DIRECTIONS FOR THIS TASK: Nothing but the text should be carried over: reproduce all the data exactly and leave out every image.

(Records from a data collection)
────────────────────

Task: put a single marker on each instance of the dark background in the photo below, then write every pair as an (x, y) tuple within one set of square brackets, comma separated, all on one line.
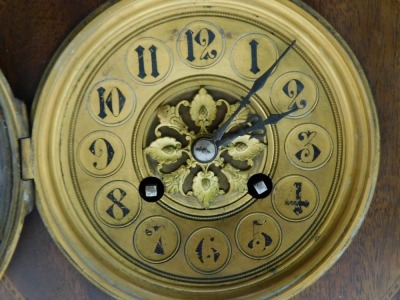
[(31, 32)]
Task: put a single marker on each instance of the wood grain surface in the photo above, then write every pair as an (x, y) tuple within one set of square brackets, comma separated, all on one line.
[(30, 33)]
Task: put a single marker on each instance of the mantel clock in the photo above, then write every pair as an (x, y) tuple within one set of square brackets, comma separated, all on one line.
[(203, 149)]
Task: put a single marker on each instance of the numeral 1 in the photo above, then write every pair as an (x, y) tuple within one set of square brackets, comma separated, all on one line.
[(141, 61)]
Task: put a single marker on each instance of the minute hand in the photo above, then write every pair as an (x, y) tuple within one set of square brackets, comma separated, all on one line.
[(259, 125), (258, 85)]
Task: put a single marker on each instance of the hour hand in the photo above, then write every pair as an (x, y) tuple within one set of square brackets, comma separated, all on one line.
[(257, 128), (258, 85)]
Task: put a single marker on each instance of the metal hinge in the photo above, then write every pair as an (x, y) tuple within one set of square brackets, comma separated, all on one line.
[(26, 152)]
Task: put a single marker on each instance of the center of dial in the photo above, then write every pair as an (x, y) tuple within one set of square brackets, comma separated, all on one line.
[(201, 180), (204, 150)]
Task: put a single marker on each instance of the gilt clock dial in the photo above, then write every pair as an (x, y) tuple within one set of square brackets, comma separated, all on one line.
[(204, 149)]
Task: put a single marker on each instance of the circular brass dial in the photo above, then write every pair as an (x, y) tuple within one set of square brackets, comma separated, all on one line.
[(139, 93)]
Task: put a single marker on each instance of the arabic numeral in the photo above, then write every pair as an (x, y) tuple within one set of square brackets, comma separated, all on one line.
[(103, 150), (203, 39), (293, 89)]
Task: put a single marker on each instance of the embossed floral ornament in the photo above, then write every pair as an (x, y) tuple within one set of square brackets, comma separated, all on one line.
[(171, 150)]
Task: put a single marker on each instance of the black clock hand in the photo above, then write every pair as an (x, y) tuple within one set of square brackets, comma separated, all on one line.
[(258, 126), (258, 85)]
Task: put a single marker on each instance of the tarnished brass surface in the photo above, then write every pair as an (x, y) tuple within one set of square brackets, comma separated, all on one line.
[(145, 81), (16, 195)]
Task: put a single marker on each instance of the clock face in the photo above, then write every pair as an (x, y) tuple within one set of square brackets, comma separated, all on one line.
[(130, 112)]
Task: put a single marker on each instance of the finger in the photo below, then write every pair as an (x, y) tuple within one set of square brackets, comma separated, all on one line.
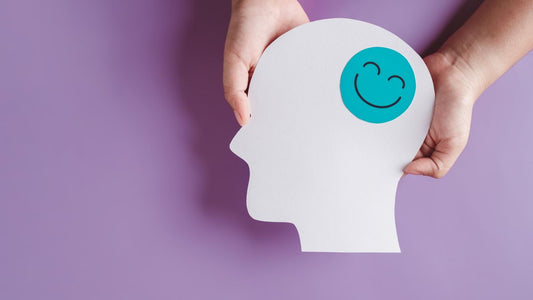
[(423, 166), (235, 79), (439, 163)]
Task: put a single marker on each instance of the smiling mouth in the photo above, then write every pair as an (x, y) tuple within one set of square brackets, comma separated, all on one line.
[(370, 103)]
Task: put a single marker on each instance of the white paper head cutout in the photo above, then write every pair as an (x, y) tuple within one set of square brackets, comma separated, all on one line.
[(339, 108)]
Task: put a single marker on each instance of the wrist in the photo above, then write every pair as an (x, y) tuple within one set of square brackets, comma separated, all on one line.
[(462, 64)]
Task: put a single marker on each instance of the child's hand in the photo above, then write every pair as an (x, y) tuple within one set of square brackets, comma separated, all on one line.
[(455, 93), (253, 26)]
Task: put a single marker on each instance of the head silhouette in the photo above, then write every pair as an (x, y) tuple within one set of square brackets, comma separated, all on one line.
[(339, 108)]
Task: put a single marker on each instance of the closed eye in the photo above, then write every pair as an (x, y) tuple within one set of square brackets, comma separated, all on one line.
[(396, 76), (372, 63)]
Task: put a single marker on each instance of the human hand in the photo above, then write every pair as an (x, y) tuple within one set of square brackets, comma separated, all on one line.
[(456, 90), (254, 24)]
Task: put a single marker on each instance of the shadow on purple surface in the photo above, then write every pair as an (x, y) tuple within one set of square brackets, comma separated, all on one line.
[(200, 70)]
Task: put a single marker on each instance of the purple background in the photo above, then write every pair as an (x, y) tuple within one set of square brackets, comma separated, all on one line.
[(116, 181)]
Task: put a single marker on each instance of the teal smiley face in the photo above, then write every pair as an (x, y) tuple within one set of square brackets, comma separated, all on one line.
[(377, 85)]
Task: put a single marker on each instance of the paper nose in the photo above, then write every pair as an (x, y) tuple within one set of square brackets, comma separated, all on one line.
[(235, 144)]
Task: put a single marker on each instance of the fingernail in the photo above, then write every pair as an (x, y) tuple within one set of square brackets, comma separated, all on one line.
[(238, 117)]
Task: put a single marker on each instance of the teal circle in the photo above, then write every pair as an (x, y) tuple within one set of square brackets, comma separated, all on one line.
[(377, 85)]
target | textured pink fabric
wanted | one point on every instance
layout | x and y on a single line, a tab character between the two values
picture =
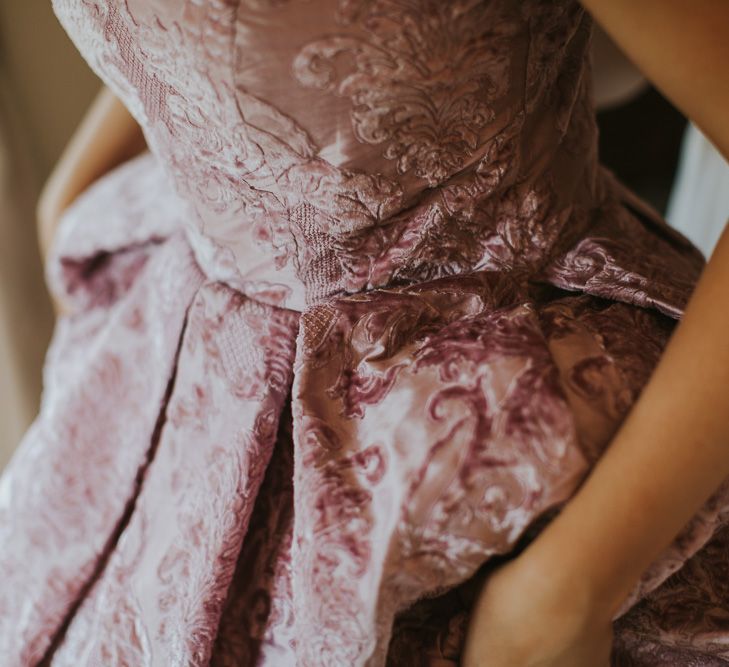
351	333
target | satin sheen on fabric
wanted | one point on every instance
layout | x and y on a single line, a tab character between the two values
359	324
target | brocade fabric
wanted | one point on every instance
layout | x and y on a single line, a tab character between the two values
349	335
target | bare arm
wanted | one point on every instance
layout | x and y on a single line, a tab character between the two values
106	137
553	605
672	452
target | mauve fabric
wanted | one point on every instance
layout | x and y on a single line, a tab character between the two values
350	334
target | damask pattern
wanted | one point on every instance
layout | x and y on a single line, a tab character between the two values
347	339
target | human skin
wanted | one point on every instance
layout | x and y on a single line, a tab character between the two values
552	605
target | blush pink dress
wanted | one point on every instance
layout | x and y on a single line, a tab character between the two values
351	333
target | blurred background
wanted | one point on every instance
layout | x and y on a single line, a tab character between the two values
45	91
43	94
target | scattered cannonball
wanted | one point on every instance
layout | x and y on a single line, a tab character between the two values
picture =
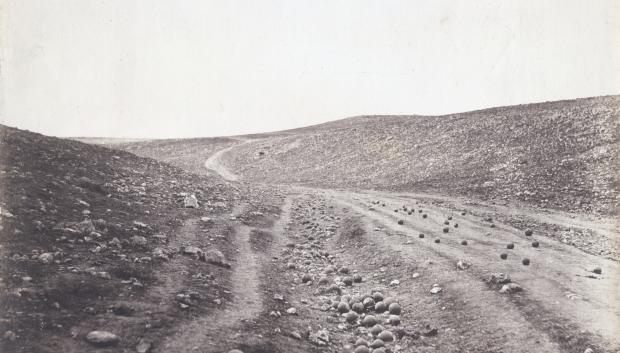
394	309
394	320
386	336
351	316
380	307
377	296
378	343
361	349
597	270
361	342
358	307
343	307
389	300
369	321
376	329
368	303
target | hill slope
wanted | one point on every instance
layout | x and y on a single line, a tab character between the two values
558	154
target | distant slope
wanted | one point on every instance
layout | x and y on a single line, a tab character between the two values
558	154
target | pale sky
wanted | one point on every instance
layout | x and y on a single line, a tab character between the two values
159	68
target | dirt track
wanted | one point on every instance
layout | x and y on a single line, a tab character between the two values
564	307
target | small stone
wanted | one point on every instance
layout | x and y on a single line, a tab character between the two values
102	338
190	201
386	336
510	288
394	309
46	258
143	346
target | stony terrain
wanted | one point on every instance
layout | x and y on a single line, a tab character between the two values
387	250
560	155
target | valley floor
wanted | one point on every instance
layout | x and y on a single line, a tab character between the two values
440	258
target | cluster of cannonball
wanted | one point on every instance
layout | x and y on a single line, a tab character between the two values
359	308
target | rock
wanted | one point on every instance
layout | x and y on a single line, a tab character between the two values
376	329
509	288
191	250
394	309
361	342
499	278
358	307
343	307
380	307
351	316
190	201
102	338
369	321
143	346
216	257
386	336
394	320
319	338
361	349
369	303
463	265
9	336
46	258
138	240
378	343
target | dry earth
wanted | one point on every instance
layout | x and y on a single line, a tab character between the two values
313	256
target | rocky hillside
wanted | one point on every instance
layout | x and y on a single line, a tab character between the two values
561	155
89	239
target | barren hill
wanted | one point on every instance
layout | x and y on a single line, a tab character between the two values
560	155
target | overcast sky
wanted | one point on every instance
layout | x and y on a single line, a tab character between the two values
158	68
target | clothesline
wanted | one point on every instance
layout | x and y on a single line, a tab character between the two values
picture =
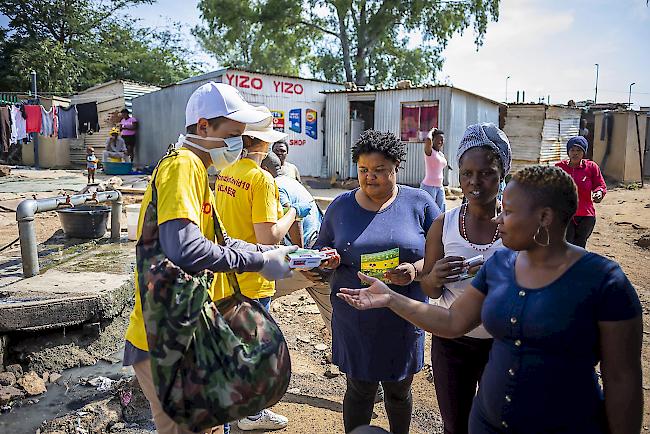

────────────────────

OUTPUT BELOW:
Task: put a single marker on each instance of the dark background in the photo below, then write every pair as an (x, y) tuple within one set of square brackets, comma separated, all on one line.
[(31, 32)]
Task: put a single marker on each instance of the wood grain surface in the photo above, then write every pair as an (x, y) tuple within one set of square brackets, comma separated, all on one line.
[(30, 33)]
Task: put a single marker on each instance of the mantel clock in the photo above, then write every pair as an (x, y) tuple within one set of square brackets, comma separated, all on one line.
[(203, 149)]
Task: put a single marker on each instance of the numeral 1 in the photo above, then write every pair as an (x, y) tuple within one set of square brackets, comma separated, all on one line.
[(141, 61)]
Task: put a single marker on each instance of the minute hand in the photo above, then write every pair as an (x, y) tuple within one set of square brackets, comma separated, all on one line.
[(259, 125), (258, 85)]
Task: put a single marker on each instance of the hour hand in the photo above, then write every pair as an (x, y) tuple within one set of square brackets, comma separated, all on one line.
[(257, 128), (258, 85)]
Task: put a single marker on each instance of the metal hinge in the photo above, then write every pair as an (x, y) tuple within one set of square brackets, comma separated, all on one line.
[(26, 152)]
Task: put a single marker on each instance of the center of dial in the photo above, then write every pair as an (x, y) tuple within one set of square brackets, comma separated, all on one line.
[(201, 180), (204, 150)]
Task: put a single marker on each instance of the gilt clock dial in the photo above, then write every pair as an (x, y) tuple within one set of square brackets, comma separated, all on one line.
[(204, 149)]
Task: put a single marker on each instance of the circular brass dial in the photo above, then write every pair as an (x, y) tuple within one set of square brackets, comma separated, all on one line.
[(139, 93)]
Task: put a single marker on each instance of the arabic numeral in the photo above, then write every pair as an (x, y) tuple within one set of square brackets, comma separated, all on one line.
[(103, 150), (203, 39), (293, 89)]
Task: put a single marker on each instance of the embossed floral ornament in the photo above, then write every pair as an (x, y) tuple within one set of square brackets, comma separated, all on one line.
[(171, 150)]
Task: put a single marker on each instance of the black clock hand in the photo above, then write every pair as an (x, y) tuple within one set of square brackets, comma separated, all on one line.
[(258, 126), (258, 85)]
Task: put a single marker on each instance of the tarnished brass surface in the photo above, then write every pair as an (x, y) tuple within one set of square brackets, comma separated, all on one line.
[(145, 81), (16, 195)]
Task: put a single marker on each instance of the clock face in the photo above, then write every pair as an (x, y) tuple within one set of square brackets, comma separated, all on one line.
[(130, 112)]
Task: put a single marker on each instance of the finger in the photo below, then write every pair as an (x, y) tuple within one set of square brackets, comma separated, all on one line.
[(423, 166), (235, 79), (439, 163)]
Task: put a single marker on each instance of the smiling mouth in the photo above, then write every pair as an (x, y) tuple within one set of square brackets, comma separated, all on one line.
[(370, 103)]
Task: put a single marker on each instance of the white paper head cutout in the photo above, then write every pair as an (x, y) tuple within one set of square brackets, comma separated, all on one line.
[(339, 108)]
Task: put a single marker on each instance of the wrist in the photo above, then write every pair as an (x, y) tuple within one set of square brackets, comma separated, all on one line.
[(462, 64)]
Task: put a single marker on each instance of the child's hand in the photo above, then write every pair as an (x, y) tuple within one set of square brackets, comma separated, all on one line.
[(455, 93), (253, 26)]
Task: put a single marker on each instance of the head silhouette in the photo above, then write every pair as an (x, y) tuple within one set of square brackets, comma separated, all on one line.
[(339, 108)]
Task: put a single marker on each instance of the closed eye in the photo above, then write every pair as an (x, y) tuple within one set of square brackets, comma separated, all on one line.
[(396, 76), (372, 63)]
Task: put a single marker on each instance of the human hand in the photo above, then write every pair as an (x, y) tuple within one set of square brackets, comma separated, all on one line.
[(456, 90), (254, 24)]
Task: put a single marker on each instance of the shadow on purple surface in the photo above, then write every pair as an (x, y) tuple within one set of square brackets, comma separated, all on one line.
[(200, 70)]
Task: put a single marker on each instance of the purple background in the photo above, then write every pair as an (x, y) tuple within one set of square brackets, comma separated, all on one line.
[(116, 181)]
Task: put a single marker on each instance of the teal smiley face in the photo above, then write every pair as an (x, y) tuple within one set of square brackets, comma separated, all on one line.
[(377, 85)]
Task: put a single marker on each instance of the paper nose in the photo above, then write every pair as an (x, y) tuple within one set of square brackets, comma separated, all on one line.
[(235, 144)]
Task: put a single marker on each instance of the fingernail in the photo above, then write every pair as an (x, y) tuple within one set of square brackets, comma separated, all on one line.
[(238, 117)]
Task: put a single marker on each instance of the teal circle in the photo above, then write every pair as an (x, y) tuple within one set of square brackets, comma separated, all on one line.
[(377, 85)]
target | textured pink fabric
wanted | one point on every instance
layout | x and y on a single line, a tab character between the two values
picture =
351	333
target | satin sheen on fabric
wanted | one point on every instance
layout | x and y on a single line, a tab character between the two values
359	324
target | brocade fabric
wanted | one point on every instance
layout | x and y on a single line, a tab character between the two values
349	335
target | bare arm
wanted | one point on every instance
layout | x and y on a single line, a tab character between the two values
106	137
553	605
672	452
target | mauve fabric
wanted | one point on every instance
layout | x and y on a single line, a tab character between the two values
350	334
target | damask pattern
wanted | one point on every instance
layout | x and y on a single line, a tab character between the two values
347	339
target | human skin
wanted | one point on every instance
layout | x and y on a single line, a tab character between the two values
552	605
target | blush pink dress
wanted | one point on every instance
layout | x and y on a single line, a tab character between the two values
351	333
target | blurred background
wanted | one point on every instance
layout | x and y on a single line, a tab character between the two values
45	91
43	94
target | scattered cannonball
wanted | one point on every instance
layout | x and y on a single line, a tab character between the two values
picture =
394	309
394	320
386	336
351	316
380	307
377	296
378	343
361	349
597	270
361	342
358	307
343	307
389	300
369	321
376	329
368	303
target | hill slope
wanted | one point on every instance
layout | x and y on a single line, a tab character between the two values
558	154
target | distant slope
wanted | one point on every instance
layout | x and y on a single line, a tab character between the two values
558	154
target | pale sky
wanted | one point on every instance
layout | x and y on a single line, a tab character between the two values
159	68
target | dirt track
wanted | one point on every instance
layout | x and y on a single line, a tab character between the two values
564	307
target | small stone
wanted | one point on every instance
layout | x and y on a single line, a tab character between the two values
102	338
190	201
386	336
510	288
394	309
46	258
143	346
target | stony terrain
wanted | one point on every instance
layout | x and y on a single line, a tab character between the two values
387	250
560	155
target | valley floor
wanted | one point on every instance
layout | x and y on a single line, a tab character between the two values
440	258
target | cluster of cannonball
wanted | one point on every instance
layout | x and y on a single line, a tab character between the two values
359	308
target | rock
wanted | one point on every instance
layout | x and y on a single line, a tab character between the two values
376	329
509	288
191	250
394	309
361	342
499	278
358	307
343	307
380	307
351	316
190	201
102	338
369	321
143	346
216	257
386	336
394	320
319	338
361	349
369	303
463	265
9	336
46	258
138	240
378	343
target | dry earth
wanted | one point on every instance
layout | x and y on a single line, a tab character between the two values
313	256
target | rocky hillside
wanted | one point on every instance
layout | x and y on a single line, a tab character between the two values
561	155
89	239
target | barren hill
wanted | one point on every instance
layout | x and y on a single line, a tab character between the two values
560	155
target | overcast sky
wanted | one point on every instance
layout | x and y on a single line, a tab character between the two values
158	68
target | clothesline
wanted | one point on every instance
layout | x and y on a single line, a tab character between the two values
picture =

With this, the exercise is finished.